Set exercise. Print, exactly and completely, every entry in the data.

Material for this exercise.
_ _ _ _ _
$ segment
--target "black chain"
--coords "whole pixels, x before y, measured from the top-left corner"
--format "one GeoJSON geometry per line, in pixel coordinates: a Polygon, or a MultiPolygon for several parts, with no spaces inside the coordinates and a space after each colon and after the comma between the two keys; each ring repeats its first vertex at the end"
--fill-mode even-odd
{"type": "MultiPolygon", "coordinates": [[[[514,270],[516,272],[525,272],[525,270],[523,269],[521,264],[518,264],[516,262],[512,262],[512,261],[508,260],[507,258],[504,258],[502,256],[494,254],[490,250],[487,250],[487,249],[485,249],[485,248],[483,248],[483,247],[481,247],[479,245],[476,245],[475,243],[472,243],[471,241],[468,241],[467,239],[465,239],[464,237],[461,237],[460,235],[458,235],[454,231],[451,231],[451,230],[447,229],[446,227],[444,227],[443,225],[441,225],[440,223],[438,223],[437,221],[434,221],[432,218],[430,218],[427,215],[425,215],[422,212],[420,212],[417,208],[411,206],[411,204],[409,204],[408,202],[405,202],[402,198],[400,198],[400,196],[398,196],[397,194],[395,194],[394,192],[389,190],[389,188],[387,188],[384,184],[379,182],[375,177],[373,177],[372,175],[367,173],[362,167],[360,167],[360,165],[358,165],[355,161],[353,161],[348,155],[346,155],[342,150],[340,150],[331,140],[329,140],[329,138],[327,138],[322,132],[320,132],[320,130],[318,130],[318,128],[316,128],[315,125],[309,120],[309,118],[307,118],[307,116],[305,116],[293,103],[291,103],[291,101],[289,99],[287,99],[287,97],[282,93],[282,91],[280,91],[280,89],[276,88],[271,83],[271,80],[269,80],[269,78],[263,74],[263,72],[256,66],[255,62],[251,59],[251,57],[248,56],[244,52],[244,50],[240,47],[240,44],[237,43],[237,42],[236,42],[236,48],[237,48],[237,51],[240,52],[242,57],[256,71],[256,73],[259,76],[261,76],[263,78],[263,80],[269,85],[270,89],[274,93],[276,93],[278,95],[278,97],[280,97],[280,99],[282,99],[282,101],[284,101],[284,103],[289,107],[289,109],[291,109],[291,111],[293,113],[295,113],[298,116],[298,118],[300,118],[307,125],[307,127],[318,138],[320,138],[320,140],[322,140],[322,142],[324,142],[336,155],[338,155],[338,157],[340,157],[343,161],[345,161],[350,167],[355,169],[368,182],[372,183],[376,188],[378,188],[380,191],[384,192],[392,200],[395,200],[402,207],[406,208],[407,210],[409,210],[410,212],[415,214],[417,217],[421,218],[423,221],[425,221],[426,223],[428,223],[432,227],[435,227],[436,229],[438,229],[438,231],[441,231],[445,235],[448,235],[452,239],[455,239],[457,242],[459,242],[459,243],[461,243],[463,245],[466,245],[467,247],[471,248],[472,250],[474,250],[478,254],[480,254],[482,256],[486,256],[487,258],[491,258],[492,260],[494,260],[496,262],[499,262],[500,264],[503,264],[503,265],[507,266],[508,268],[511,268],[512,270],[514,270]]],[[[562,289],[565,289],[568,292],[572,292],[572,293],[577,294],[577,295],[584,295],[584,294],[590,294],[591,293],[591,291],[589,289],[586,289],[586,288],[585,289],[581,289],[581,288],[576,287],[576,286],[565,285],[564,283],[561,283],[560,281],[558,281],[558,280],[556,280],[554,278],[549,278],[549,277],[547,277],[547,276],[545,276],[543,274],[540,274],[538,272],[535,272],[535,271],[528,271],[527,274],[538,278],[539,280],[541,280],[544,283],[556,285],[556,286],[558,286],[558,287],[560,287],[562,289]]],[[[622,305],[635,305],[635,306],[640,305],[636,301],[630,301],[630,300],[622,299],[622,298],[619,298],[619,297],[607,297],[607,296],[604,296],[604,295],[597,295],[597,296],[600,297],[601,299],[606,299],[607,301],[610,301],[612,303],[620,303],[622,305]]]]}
_ _ _ _ _
Solution for this task.
$ segment
--target "black chain"
--coords "whole pixels, x before y, measured from the top-left corner"
--format "one GeoJSON geometry per line, in pixel coordinates: a Polygon, or a MultiPolygon for several parts, with no spaces inside the coordinates and a space after each colon and after the comma between the two keys; each ring repeats its first vertex at the end"
--fill-mode even-odd
{"type": "MultiPolygon", "coordinates": [[[[514,270],[516,272],[525,272],[525,270],[523,269],[521,264],[518,264],[516,262],[512,262],[512,261],[508,260],[507,258],[504,258],[502,256],[494,254],[490,250],[487,250],[487,249],[485,249],[485,248],[483,248],[483,247],[481,247],[479,245],[476,245],[475,243],[472,243],[471,241],[468,241],[467,239],[465,239],[464,237],[461,237],[460,235],[458,235],[454,231],[451,231],[451,230],[447,229],[446,227],[444,227],[443,225],[441,225],[440,223],[438,223],[437,221],[434,221],[432,218],[430,218],[427,215],[425,215],[422,212],[420,212],[417,208],[411,206],[411,204],[409,204],[408,202],[405,202],[402,198],[400,198],[400,196],[398,196],[397,194],[395,194],[394,192],[389,190],[389,188],[387,188],[384,184],[379,182],[375,177],[373,177],[372,175],[367,173],[362,167],[360,167],[360,165],[358,165],[355,161],[353,161],[348,155],[346,155],[342,150],[340,150],[331,140],[329,140],[329,138],[327,138],[322,132],[320,132],[320,130],[318,130],[318,128],[316,128],[315,125],[309,120],[309,118],[307,118],[307,116],[305,116],[293,103],[291,103],[291,101],[289,99],[287,99],[287,97],[282,93],[282,91],[280,91],[280,89],[276,88],[271,83],[271,80],[269,80],[269,78],[263,74],[263,72],[256,66],[255,62],[251,59],[251,57],[248,56],[244,52],[244,50],[240,47],[240,44],[237,43],[237,42],[236,42],[236,48],[237,48],[237,51],[240,52],[242,57],[256,71],[256,73],[259,76],[261,76],[263,78],[263,80],[269,85],[270,89],[274,93],[276,93],[278,95],[278,97],[280,97],[280,99],[282,99],[282,101],[284,101],[284,103],[289,107],[289,109],[291,109],[291,111],[293,113],[295,113],[298,116],[298,118],[300,118],[307,125],[307,127],[318,138],[320,138],[320,140],[322,140],[322,142],[324,142],[336,155],[338,155],[338,157],[340,157],[343,161],[345,161],[350,167],[355,169],[368,182],[372,183],[376,188],[378,188],[380,191],[384,192],[392,200],[395,200],[402,207],[406,208],[407,210],[409,210],[410,212],[415,214],[417,217],[421,218],[423,221],[425,221],[426,223],[428,223],[432,227],[435,227],[436,229],[438,229],[438,231],[441,231],[445,235],[448,235],[452,239],[455,239],[457,242],[459,242],[459,243],[461,243],[463,245],[466,245],[467,247],[471,248],[472,250],[474,250],[478,254],[480,254],[482,256],[486,256],[487,258],[491,258],[492,260],[494,260],[496,262],[499,262],[500,264],[503,264],[503,265],[507,266],[508,268],[511,268],[512,270],[514,270]]],[[[562,289],[565,289],[568,292],[572,292],[572,293],[577,294],[577,295],[584,295],[584,294],[590,294],[591,293],[591,291],[589,289],[586,289],[586,288],[585,289],[581,289],[581,288],[576,287],[576,286],[565,285],[564,283],[561,283],[560,281],[558,281],[558,280],[556,280],[554,278],[549,278],[549,277],[547,277],[547,276],[545,276],[543,274],[540,274],[538,272],[535,272],[535,271],[528,271],[527,274],[538,278],[539,280],[541,280],[544,283],[556,285],[556,286],[558,286],[558,287],[560,287],[562,289]]],[[[622,305],[635,305],[635,306],[640,305],[636,301],[630,301],[630,300],[622,299],[622,298],[619,298],[619,297],[607,297],[607,296],[604,296],[604,295],[597,295],[597,296],[600,297],[601,299],[606,299],[607,301],[610,301],[612,303],[620,303],[622,305]]]]}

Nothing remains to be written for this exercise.